• Exercise requirements: Please lay out every line of the rows below as a Markdown table with the columns "Line No." and "Text", numbering each line and dropping blank lines. Leave the pictures out of the table.

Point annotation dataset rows
· · · ·

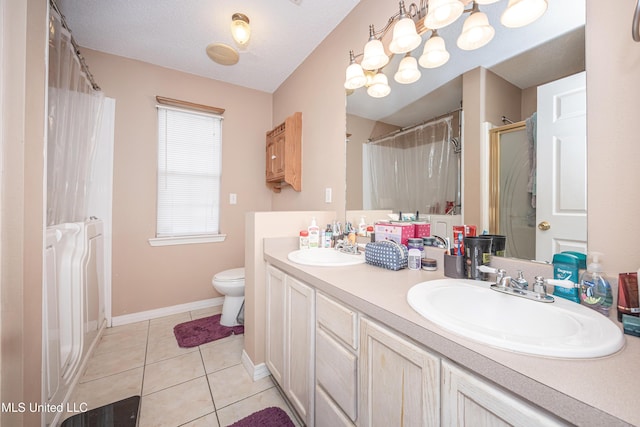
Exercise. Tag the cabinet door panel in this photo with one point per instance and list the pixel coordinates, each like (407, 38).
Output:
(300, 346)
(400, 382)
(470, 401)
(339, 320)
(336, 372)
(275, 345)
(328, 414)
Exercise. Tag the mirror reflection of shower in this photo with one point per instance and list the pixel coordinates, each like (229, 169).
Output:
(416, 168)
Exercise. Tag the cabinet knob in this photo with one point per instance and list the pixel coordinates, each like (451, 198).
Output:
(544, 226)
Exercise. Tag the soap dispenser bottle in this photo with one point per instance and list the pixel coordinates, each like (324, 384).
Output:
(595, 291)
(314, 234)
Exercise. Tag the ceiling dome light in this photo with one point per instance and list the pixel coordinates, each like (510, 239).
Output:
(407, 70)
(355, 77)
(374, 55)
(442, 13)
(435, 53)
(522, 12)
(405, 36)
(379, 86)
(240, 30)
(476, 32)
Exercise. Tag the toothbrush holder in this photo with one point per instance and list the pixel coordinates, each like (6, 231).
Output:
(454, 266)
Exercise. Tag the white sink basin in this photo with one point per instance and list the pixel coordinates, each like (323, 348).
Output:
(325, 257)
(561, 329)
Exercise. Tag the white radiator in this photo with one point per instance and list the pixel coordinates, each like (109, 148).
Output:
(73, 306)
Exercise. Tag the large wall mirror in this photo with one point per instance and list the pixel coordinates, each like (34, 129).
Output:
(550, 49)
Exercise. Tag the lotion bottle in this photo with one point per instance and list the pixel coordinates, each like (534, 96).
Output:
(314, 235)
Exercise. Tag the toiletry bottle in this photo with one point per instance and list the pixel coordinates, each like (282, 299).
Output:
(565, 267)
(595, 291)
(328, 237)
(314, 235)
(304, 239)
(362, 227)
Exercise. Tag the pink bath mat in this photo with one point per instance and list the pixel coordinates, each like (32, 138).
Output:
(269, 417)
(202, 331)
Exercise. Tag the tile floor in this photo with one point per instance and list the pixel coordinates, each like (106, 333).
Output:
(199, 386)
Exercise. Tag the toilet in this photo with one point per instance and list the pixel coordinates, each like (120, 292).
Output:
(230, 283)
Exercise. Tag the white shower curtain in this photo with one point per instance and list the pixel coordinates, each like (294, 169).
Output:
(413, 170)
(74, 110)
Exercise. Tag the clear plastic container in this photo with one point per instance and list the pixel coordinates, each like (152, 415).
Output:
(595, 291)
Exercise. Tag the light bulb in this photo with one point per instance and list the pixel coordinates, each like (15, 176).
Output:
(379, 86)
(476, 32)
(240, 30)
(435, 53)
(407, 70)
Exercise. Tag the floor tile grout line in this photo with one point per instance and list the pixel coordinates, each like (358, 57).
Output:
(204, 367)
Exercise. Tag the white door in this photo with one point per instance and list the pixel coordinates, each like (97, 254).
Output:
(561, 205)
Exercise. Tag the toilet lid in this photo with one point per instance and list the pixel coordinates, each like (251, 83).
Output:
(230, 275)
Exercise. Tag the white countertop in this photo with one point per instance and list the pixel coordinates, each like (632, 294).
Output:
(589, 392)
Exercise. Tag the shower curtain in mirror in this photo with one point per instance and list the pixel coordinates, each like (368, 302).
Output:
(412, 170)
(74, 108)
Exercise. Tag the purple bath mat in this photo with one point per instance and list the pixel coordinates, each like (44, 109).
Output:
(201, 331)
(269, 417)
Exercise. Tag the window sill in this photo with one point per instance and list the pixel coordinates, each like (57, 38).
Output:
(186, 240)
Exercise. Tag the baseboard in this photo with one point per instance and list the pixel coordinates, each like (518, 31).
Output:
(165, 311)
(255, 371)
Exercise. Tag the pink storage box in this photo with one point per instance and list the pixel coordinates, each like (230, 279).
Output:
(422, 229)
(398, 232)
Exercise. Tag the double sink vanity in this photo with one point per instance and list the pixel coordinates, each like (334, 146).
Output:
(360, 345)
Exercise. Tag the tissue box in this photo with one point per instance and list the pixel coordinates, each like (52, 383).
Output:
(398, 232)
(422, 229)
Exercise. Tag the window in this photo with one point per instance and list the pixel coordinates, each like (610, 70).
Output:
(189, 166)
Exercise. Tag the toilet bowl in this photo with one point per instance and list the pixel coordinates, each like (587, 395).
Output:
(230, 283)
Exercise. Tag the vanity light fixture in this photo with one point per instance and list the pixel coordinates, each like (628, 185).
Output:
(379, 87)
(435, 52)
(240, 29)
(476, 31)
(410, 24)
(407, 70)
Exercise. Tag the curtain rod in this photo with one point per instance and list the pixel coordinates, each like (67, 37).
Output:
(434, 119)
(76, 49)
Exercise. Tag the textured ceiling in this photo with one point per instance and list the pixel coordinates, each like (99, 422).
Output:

· · · ·

• Complete answer:
| Line No. | Text |
|---|---|
| 1 | Exercise. Tag the cabinet door panel in this photo with one point per instance and list the pixel coordinates, each like (407, 38). |
| 2 | Output: |
| 3 | (300, 346) |
| 4 | (400, 382) |
| 5 | (470, 401) |
| 6 | (339, 320) |
| 7 | (336, 372) |
| 8 | (275, 345) |
| 9 | (328, 414) |
| 10 | Exercise. Tag the mirror reflection of shower in this photo with one point per instance and list the pixel coordinates, each like (229, 169). |
| 11 | Output: |
| 12 | (416, 168) |
| 13 | Exercise. Tag the cabinet knob in this photo with one point per instance and list the pixel coordinates, each like (451, 198). |
| 14 | Output: |
| 15 | (544, 226) |
| 16 | Exercise. Tag the soap dispenser bottle in this photo with one point per instance and list the pixel coordinates, each like (324, 384). |
| 17 | Output: |
| 18 | (595, 291) |
| 19 | (314, 234) |
| 20 | Exercise. Tag the ceiling dome light in this photo with one point per instance and list the pixel coordinates, each like (510, 239). |
| 21 | Output: |
| 22 | (407, 70) |
| 23 | (355, 77) |
| 24 | (374, 55) |
| 25 | (442, 13) |
| 26 | (435, 53) |
| 27 | (522, 12) |
| 28 | (405, 36) |
| 29 | (379, 86) |
| 30 | (240, 30) |
| 31 | (476, 32) |
| 32 | Exercise. Tag the toothbrush holder in this photo with one point per instance and list the pixel coordinates, each like (6, 231). |
| 33 | Output: |
| 34 | (454, 266) |
| 35 | Exercise. Tag the white sink basin in this photo with one point per instance and list the pixel coordinates, each like (323, 348). |
| 36 | Output: |
| 37 | (325, 257) |
| 38 | (561, 329) |
| 39 | Exercise. Tag the white radiator in this photo with one point per instance and list the pixel coordinates, each like (109, 148). |
| 40 | Output: |
| 41 | (73, 306) |
| 42 | Exercise. Tag the large wall mirror in this photo with one point per instance and list the pixel coordinates, each like (34, 129). |
| 43 | Output: |
| 44 | (550, 49) |
| 45 | Exercise. Tag the lotion bottle in this photo with one point per instance and list the pixel coordinates, each like (534, 96). |
| 46 | Output: |
| 47 | (314, 235) |
| 48 | Exercise. Tag the toiletry bottle in this photo with one point per instance and list the pixel coordinates, each like (282, 299). |
| 49 | Output: |
| 50 | (565, 267) |
| 51 | (595, 291) |
| 52 | (328, 237) |
| 53 | (314, 235) |
| 54 | (304, 239) |
| 55 | (362, 227) |
| 56 | Exercise. Tag the pink bath mat in this photo with one point per instance and list the pixel coordinates, each like (32, 138). |
| 57 | Output: |
| 58 | (269, 417) |
| 59 | (202, 331) |
| 60 | Exercise. Tag the tile floor in this photo with one point per instance and list the pixel coordinates, each like (106, 333). |
| 61 | Output: |
| 62 | (199, 386) |
| 63 | Exercise. Tag the toilet in this photo with one point per instance and list the pixel coordinates, each like (120, 292). |
| 64 | Output: |
| 65 | (230, 283) |
| 66 | Exercise. Tag the white shower curtain in this photo with one point per instance and list the pixel coordinates, each like (294, 169). |
| 67 | Output: |
| 68 | (413, 170) |
| 69 | (74, 110) |
| 70 | Exercise. Tag the clear plastic container in this photo with one point per instance and list the pixel coordinates, each like (152, 415). |
| 71 | Output: |
| 72 | (595, 291) |
| 73 | Exercise. Tag the light bulb in this photo with one point per instance and list the pixel coordinates, each like (15, 176). |
| 74 | Output: |
| 75 | (379, 86) |
| 76 | (476, 32) |
| 77 | (240, 30) |
| 78 | (435, 53) |
| 79 | (407, 70) |
| 80 | Exercise. Tag the floor tile grout line in this photo with one point per instance and list the pixel coordinates, each like (358, 57). |
| 81 | Output: |
| 82 | (204, 367) |
| 83 | Exercise. Tag the white door in this photo with one point per instance and list the pixel coordinates, each like (97, 254). |
| 84 | Output: |
| 85 | (561, 205) |
| 86 | Exercise. Tag the toilet lid in this photo with one point per instance and list the pixel coordinates, each like (251, 83). |
| 87 | Output: |
| 88 | (230, 275) |
| 89 | Exercise. Tag the white countertop in this photo with one point per instance and list the pixel coordinates, each like (632, 294). |
| 90 | Output: |
| 91 | (589, 392) |
| 92 | Exercise. Tag the shower curtain in mirror in this photo with one point per instance and list the pixel coordinates, each like (368, 302). |
| 93 | Output: |
| 94 | (412, 170) |
| 95 | (74, 108) |
| 96 | Exercise. Tag the purple bath mat in this photo with one point per instance and list the pixel coordinates, each like (44, 109). |
| 97 | Output: |
| 98 | (201, 331) |
| 99 | (269, 417) |
| 100 | Exercise. Tag the window sill in this photo with one point per instance and list the pixel coordinates, each like (57, 38). |
| 101 | Output: |
| 102 | (186, 240) |
| 103 | Exercise. Tag the baseboard in this photo with one point per instance and list the pixel coordinates, each like (518, 31). |
| 104 | Output: |
| 105 | (165, 311) |
| 106 | (255, 371) |
| 107 | Exercise. Tag the pink storage box in this photo with one point per instance and list the pixel coordinates, each like (230, 279). |
| 108 | Output: |
| 109 | (422, 229) |
| 110 | (398, 232) |
| 111 | Exercise. Tag the double sink vanity in this photo with one point per instance and list the pixel coordinates, each like (334, 146). |
| 112 | Output: |
| 113 | (360, 345) |
| 114 | Exercise. Tag the tissue box in this photo with one point per instance and list the pixel coordinates, each like (52, 383). |
| 115 | Output: |
| 116 | (398, 232) |
| 117 | (422, 229) |
| 118 | Exercise. Tag the window in this photo with one point per instance and list the pixel coordinates, each like (610, 70). |
| 119 | Output: |
| 120 | (189, 166) |
| 121 | Exercise. Tag the toilet bowl in this photo with one point per instance and list the pixel coordinates, each like (587, 395). |
| 122 | Output: |
| 123 | (230, 283) |
| 124 | Exercise. Tag the vanity light fixture in this photo with one point per instance and list the pixel coordinates, each like (628, 185). |
| 125 | Output: |
| 126 | (379, 87) |
| 127 | (435, 52) |
| 128 | (240, 29) |
| 129 | (476, 31) |
| 130 | (410, 24) |
| 131 | (407, 70) |
| 132 | Exercise. Tag the curtain rod in this photo with one point per instance and list the pixel coordinates, each like (67, 37). |
| 133 | Output: |
| 134 | (434, 119) |
| 135 | (76, 49) |
| 136 | Exercise. Tag the textured ceiling in this photo with one point per instance and list the pixel coordinates, each like (99, 422). |
| 137 | Output: |